Exercise description — Report every line of the records below that contains the string "window", copying each line in full.

Dataset extract —
********

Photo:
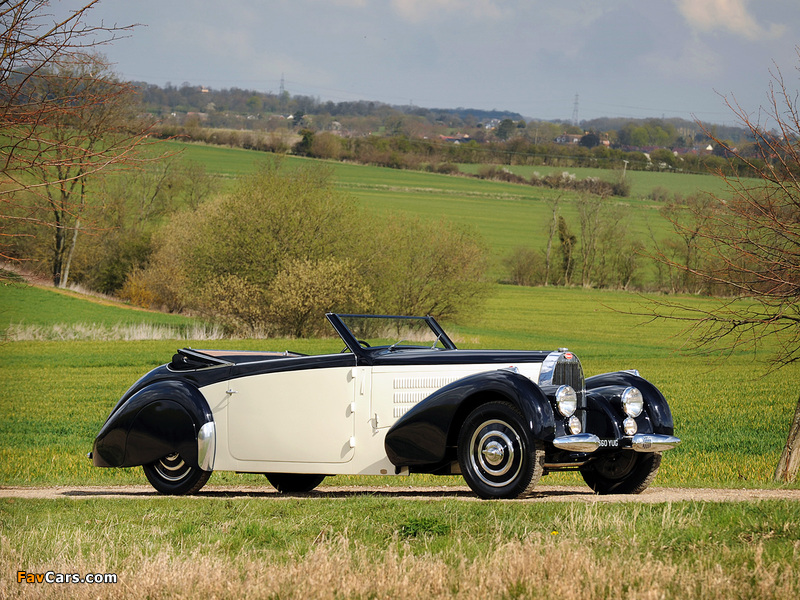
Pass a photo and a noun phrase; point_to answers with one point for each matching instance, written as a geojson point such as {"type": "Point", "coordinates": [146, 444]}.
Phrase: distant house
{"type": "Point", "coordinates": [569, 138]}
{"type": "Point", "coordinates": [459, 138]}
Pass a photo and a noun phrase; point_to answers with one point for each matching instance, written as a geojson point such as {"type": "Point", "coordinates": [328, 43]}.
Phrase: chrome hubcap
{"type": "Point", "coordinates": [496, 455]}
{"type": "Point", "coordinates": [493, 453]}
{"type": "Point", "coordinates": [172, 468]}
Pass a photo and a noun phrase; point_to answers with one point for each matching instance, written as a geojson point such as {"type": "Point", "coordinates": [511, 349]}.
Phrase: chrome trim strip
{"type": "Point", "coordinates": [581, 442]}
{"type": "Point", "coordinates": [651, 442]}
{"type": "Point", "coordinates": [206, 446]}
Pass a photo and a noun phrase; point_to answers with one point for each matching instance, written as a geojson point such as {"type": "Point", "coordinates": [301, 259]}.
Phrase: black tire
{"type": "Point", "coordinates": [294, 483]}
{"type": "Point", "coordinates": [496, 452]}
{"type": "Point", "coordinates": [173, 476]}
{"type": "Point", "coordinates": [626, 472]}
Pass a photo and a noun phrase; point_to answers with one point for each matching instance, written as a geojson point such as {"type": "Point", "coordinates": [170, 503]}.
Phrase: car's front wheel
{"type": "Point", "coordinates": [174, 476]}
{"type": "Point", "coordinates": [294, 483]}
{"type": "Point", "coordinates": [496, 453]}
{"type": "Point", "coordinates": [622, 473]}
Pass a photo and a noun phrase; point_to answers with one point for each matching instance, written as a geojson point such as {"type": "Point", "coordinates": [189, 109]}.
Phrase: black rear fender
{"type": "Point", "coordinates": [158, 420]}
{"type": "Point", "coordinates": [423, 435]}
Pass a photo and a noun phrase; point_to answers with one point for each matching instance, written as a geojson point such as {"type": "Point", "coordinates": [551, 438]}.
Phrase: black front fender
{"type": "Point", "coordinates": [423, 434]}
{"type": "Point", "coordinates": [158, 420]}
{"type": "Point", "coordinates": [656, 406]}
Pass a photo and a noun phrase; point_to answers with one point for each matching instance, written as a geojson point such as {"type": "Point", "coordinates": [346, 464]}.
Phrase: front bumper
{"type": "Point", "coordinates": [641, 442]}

********

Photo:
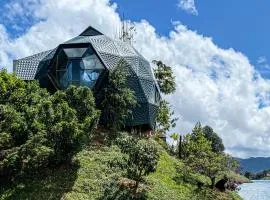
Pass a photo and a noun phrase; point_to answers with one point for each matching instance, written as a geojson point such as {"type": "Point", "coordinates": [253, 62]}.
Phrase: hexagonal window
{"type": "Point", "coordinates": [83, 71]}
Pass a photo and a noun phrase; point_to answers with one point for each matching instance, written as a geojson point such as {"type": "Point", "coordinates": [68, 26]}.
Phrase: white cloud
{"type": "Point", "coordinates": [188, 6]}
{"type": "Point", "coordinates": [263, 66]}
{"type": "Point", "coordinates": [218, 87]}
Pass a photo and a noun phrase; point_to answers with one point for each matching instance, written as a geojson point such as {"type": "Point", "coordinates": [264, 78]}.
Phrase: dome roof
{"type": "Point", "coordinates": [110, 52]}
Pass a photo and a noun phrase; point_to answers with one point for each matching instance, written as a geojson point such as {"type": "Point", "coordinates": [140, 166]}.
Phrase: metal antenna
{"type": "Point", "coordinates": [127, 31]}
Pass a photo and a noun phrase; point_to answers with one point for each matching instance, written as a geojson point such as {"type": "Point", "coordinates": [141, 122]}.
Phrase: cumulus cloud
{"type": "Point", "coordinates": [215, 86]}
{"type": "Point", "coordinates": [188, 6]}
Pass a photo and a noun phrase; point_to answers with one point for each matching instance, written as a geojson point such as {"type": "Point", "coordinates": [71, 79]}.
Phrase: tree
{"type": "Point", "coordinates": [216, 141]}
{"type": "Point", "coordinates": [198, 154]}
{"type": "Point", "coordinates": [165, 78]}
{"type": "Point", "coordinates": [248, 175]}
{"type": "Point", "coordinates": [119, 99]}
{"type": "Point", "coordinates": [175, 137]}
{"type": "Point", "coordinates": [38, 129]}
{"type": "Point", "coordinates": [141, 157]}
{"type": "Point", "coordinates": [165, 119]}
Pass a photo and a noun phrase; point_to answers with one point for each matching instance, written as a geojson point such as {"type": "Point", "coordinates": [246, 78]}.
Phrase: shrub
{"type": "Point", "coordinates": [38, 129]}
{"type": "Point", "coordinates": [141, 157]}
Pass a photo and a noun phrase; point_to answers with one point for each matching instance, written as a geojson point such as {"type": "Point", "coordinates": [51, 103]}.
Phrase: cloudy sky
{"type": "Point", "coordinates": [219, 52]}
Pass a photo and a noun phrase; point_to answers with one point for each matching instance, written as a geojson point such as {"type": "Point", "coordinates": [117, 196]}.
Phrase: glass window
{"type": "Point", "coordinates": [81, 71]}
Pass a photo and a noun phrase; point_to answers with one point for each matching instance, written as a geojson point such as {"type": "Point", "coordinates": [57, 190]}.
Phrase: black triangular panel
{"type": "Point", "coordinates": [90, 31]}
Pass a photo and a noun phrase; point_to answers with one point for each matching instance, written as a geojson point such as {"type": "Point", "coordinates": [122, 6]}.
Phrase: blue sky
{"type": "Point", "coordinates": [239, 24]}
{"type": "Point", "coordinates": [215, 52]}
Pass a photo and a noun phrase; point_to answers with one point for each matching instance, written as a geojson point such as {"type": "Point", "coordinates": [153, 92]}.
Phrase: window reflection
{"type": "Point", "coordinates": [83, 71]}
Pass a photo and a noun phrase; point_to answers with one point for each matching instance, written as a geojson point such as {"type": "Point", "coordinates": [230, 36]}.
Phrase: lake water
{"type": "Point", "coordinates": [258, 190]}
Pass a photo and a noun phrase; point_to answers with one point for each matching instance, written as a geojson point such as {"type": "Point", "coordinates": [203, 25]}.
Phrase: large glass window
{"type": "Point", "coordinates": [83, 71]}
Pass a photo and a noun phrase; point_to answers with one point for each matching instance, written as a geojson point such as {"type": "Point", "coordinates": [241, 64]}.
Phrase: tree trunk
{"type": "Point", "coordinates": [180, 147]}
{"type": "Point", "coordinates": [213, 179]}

********

Completed exercise —
Phrase: hexagonal window
Phrase: glass window
Phrase: window reflection
Phrase: large glass window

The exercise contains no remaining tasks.